Work to do: Please transcribe the records word for word, starting at the line that contains "I need to find the solar" and continuing through the end of the records, with both ends included.

A block of data
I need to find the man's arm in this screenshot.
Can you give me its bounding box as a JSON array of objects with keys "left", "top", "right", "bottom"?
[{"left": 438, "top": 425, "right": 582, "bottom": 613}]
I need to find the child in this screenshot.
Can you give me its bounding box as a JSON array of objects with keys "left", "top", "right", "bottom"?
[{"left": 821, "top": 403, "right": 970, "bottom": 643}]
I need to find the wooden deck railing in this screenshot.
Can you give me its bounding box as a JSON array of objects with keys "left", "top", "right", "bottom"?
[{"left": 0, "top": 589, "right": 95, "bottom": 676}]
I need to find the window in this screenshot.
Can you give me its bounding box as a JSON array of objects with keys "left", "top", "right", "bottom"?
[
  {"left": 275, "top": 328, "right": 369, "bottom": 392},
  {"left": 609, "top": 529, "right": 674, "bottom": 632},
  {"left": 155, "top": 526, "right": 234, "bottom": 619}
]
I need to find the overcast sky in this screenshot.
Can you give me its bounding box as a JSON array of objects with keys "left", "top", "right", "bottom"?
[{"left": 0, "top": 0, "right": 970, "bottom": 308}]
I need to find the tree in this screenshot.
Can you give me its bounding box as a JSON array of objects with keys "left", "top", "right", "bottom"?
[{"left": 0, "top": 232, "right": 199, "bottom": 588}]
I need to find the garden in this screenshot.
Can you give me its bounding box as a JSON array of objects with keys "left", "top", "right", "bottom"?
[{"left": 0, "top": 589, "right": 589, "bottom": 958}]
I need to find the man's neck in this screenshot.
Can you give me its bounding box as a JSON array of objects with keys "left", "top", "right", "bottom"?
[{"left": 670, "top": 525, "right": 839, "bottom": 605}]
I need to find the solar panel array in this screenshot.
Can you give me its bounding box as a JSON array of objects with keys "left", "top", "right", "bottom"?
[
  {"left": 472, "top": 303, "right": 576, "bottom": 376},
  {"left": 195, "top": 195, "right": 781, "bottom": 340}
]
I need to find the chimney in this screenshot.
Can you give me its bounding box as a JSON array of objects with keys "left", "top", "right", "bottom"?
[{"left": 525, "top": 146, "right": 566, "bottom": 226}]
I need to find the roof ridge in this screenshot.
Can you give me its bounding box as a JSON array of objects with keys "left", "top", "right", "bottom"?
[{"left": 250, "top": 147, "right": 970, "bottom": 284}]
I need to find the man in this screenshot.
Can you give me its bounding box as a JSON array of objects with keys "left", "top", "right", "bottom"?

Answer to the problem:
I need to find the solar panel array in this screenshot.
Can you give me its bounding box as a JSON array of objects with keys "left", "top", "right", "bottom"?
[
  {"left": 472, "top": 303, "right": 576, "bottom": 376},
  {"left": 195, "top": 195, "right": 781, "bottom": 340}
]
I need to find the chimney in this screenshot.
Can you give me its bounding box as a JSON array of objects with keys "left", "top", "right", "bottom"?
[{"left": 525, "top": 146, "right": 566, "bottom": 226}]
I need to find the roof ridge in this screenshot.
Can you give me its bounding box as a JSON array of objects with keys "left", "top", "right", "bottom"?
[{"left": 250, "top": 147, "right": 970, "bottom": 284}]
I need to find the man in this screenshot.
Can you give me its bounding box as a JSON array of objects with keys "left", "top", "right", "bottom"?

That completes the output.